▸ **Description of the task**
Retype exactly, and only, the lines from the one that contains "</instance>" through the final line of the entries.

▸ **Entries shown**
══════════

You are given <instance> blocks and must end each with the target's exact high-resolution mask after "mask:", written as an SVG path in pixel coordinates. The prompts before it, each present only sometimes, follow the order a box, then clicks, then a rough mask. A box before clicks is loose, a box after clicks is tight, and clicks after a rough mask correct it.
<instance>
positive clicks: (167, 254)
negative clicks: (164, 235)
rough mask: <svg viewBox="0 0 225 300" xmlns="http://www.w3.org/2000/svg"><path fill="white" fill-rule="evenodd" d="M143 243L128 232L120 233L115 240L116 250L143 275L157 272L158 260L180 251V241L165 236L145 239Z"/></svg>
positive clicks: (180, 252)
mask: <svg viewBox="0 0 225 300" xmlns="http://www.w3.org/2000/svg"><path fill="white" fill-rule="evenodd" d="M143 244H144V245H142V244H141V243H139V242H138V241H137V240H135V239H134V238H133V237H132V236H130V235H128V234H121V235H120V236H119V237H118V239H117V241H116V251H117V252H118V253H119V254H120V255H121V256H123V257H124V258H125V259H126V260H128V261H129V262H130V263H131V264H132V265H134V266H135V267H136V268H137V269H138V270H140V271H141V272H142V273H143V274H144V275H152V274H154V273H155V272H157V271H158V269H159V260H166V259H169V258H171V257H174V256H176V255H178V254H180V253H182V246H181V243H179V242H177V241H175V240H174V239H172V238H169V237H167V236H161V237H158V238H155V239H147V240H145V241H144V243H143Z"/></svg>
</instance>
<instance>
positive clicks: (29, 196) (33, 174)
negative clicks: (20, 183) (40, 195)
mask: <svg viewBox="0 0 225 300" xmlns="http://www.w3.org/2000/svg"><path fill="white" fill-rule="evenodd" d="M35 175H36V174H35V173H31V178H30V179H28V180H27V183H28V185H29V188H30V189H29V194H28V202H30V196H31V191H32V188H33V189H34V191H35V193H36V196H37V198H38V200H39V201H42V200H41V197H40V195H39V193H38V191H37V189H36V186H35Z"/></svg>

══════════

▸ **Your response**
</instance>
<instance>
positive clicks: (29, 196) (33, 174)
negative clicks: (20, 183) (40, 195)
mask: <svg viewBox="0 0 225 300" xmlns="http://www.w3.org/2000/svg"><path fill="white" fill-rule="evenodd" d="M35 175H36V174H35V173H31V178H30V179H28V180H27V183H28V185H29V188H30V189H29V194H28V202H30V196H31V191H32V188H33V189H34V191H35V193H36V196H37V198H38V200H39V201H42V200H41V197H40V195H39V193H38V191H37V189H36V186H35Z"/></svg>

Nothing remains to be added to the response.